On se sent comme chez soi dans le catalogue (tout en noir et blanc - bonne idée) de la Biennale de Lyon qui ouvre demain matin : photos des oeuvres + fragment de textes de Burroughs, Gombrowicz, Bowles, Thomas Bernhardt, Borges ou Roberto Arlt. Mais une nouvelle nous a fait hurler de rire tellement elle est implaccable. Elle est signée Osvaldo Lamborghini. On ne va pas vous la raconter, Lamborghini on ne connaissait pas. On sait désormais qu’il est argentin (merci wikipedia), baroque, lacanien, mort et enterré (en 1985, à Barcelone) et que seule ici Laurence Viallet (respect !) s'est aventurée, pour l'heure, à le traduire (le Fjord suivi de Sebregondi recule - merci Amazon).
Mais attention quand même, parce qu'une fois que vous aurez lu ces lignes, vous saurez, comme nous, que vous venez de rencontrer un écrivain qui ne va pas vous lâcher de sitôt. Un gros enculé d’écrivain.

▶ _DONNÉES EXTRAITES_

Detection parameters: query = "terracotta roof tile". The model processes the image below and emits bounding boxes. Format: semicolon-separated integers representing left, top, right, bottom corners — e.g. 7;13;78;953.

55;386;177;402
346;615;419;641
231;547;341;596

---

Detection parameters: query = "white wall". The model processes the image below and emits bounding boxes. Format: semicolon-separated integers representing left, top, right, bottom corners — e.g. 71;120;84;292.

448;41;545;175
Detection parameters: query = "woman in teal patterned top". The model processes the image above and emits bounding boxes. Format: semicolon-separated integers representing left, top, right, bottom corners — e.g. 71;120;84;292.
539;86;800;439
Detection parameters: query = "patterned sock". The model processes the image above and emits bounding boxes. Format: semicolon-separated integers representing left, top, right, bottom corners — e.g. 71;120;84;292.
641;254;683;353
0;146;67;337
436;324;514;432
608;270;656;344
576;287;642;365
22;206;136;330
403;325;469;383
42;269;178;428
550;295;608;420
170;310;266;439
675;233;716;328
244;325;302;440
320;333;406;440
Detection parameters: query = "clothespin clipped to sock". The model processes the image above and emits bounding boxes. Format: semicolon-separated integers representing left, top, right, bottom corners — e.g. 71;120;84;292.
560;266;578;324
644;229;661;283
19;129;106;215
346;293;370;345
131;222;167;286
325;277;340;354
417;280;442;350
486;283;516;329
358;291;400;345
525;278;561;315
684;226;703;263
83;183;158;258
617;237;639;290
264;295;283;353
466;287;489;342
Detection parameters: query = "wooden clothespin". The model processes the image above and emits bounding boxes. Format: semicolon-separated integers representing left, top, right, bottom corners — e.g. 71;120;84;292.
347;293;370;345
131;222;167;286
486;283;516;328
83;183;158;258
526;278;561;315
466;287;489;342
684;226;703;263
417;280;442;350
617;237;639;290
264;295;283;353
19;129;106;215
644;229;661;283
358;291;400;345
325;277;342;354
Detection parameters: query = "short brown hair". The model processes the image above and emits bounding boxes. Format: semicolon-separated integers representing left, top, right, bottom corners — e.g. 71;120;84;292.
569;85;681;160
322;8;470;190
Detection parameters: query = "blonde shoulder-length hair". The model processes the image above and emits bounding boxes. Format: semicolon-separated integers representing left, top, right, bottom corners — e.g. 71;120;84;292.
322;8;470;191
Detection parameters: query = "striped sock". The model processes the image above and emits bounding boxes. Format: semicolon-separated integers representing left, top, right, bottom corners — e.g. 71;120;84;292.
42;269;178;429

▶ _CONSIGNE 1_
Selon le texte sur la Biennale de Lyon, en quelle année et dans quelle ville Osvaldo Lamborghini est-il mort ?
▶ _CONSIGNE 2_
Recopiez sans rien changer le passage du texte sur la Biennale de Lyon qui va de « On se sent comme » à « gros enculé d’écrivain. ».

▶ _BONNE RÉPONSE 1_
En 1985, à Barcelone.

▶ _BONNE RÉPONSE 2_
On se sent comme chez soi dans le catalogue (tout en noir et blanc - bonne idée) de la Biennale de Lyon qui ouvre demain matin : photos des oeuvres + fragment de textes de Burroughs, Gombrowicz, Bowles, Thomas Bernhardt, Borges ou Roberto Arlt. Mais une nouvelle nous a fait hurler de rire tellement elle est implaccable. Elle est signée Osvaldo Lamborghini. On ne va pas vous la raconter, Lamborghini on ne connaissait pas. On sait désormais qu’il est argentin (merci wikipedia), baroque, lacanien, mort et enterré (en 1985, à Barcelone) et que seule ici Laurence Viallet (respect !) s'est aventurée, pour l'heure, à le traduire (le Fjord suivi de Sebregondi recule - merci Amazon).
Mais attention quand même, parce qu'une fois que vous aurez lu ces lignes, vous saurez, comme nous, que vous venez de rencontrer un écrivain qui ne va pas vous lâcher de sitôt. Un gros enculé d’écrivain.